Washington, March 21 : NASA's Cassini spacecraft has discovered evidence that points to the existence of an underground ocean of water and ammonia on Saturn's moon Titan.
The findings were made using radar measurements of Titan's rotation.
Scientists used Cassini's Synthetic Aperture Radar to collect imaging data during 19 separate passes over Titan between October 2005 and May 2007.
The radar can see through Titan's dense, methane-rich atmospheric haze, detailing never-before-seen surface features and establishing their locations on the moon's surface.
Using data from the radar's early observations, the scientists and radar engineers established the locations of 50 unique landmarks on Titan's surface.
They then searched for these same lakes, canyons and mountains in the reams of data returned by Cassini in its later flybys of Titan. They found prominent surface features had shifted from their expected positions by up to 19 miles.
A systematic displacement of surface features would be difficult to explain unless the moon's icy crust was decoupled from its core by an internal ocean, making it easier for the crust to move.

◆ **Provided records**
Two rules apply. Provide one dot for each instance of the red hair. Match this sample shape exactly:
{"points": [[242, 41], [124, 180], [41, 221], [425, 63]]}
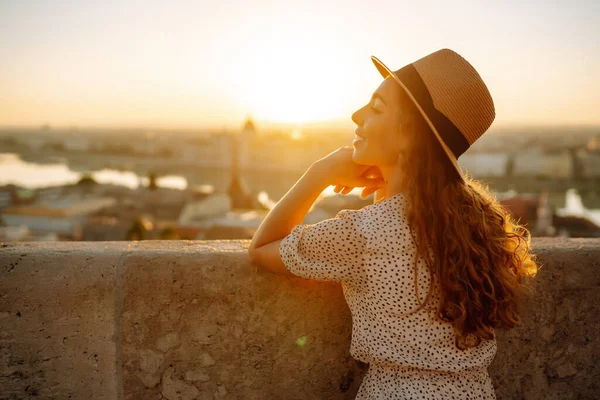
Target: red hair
{"points": [[481, 255]]}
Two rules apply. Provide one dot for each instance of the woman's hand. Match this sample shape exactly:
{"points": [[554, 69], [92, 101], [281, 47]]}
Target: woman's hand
{"points": [[345, 174]]}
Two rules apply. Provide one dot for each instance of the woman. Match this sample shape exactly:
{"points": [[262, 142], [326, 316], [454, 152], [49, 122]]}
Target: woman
{"points": [[436, 263]]}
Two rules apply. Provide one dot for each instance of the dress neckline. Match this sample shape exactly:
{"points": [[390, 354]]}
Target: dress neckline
{"points": [[387, 199]]}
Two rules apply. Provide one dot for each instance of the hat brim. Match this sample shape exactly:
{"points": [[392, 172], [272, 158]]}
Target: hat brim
{"points": [[385, 72]]}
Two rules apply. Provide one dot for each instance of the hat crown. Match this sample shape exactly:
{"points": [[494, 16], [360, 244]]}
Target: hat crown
{"points": [[458, 92]]}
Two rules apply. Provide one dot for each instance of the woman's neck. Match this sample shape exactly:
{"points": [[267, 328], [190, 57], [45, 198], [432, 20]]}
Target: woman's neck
{"points": [[392, 177]]}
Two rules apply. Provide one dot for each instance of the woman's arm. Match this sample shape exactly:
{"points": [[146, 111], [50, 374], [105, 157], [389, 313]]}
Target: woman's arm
{"points": [[287, 213], [291, 209], [335, 168]]}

◆ **What you need to do**
• A. In the news item on Titan's underground ocean:
(i) How many separate passes over Titan did Cassini's radar make to collect imaging data, and over what period?
(ii) How many unique landmarks on Titan's surface did the scientists and radar engineers locate from the early observations?
(iii) By up to how far had prominent surface features moved from their expected positions?
• B. Extend the news item on Titan's underground ocean, picking up after its final sentence.

◆ **Answers for each item**
• A.
(i) 19 passes, between October 2005 and May 2007.
(ii) 50 unique landmarks.
(iii) Up to 19 miles.

• B.
"We believe that about 62 miles beneath the ice and organic-rich surface is an internal ocean of liquid water mixed with ammonia," said Bryan Stiles of NASA's Jet Propulsion Laboratory (JPL) in, Pasadena, California.
According to Ralph Lorenz, Cassini radar scientist at the Johns Hopkins Applied Physics Laboratory in Laurel, Maryland, "The combination of an organic-rich environment and liquid water is very appealing to astrobiologists."
"Further study of Titan's rotation will let us understand the watery interior better, and because the spin of the crust and the winds in the atmosphere are linked, we might see seasonal variation in the spin in the next few years," he added.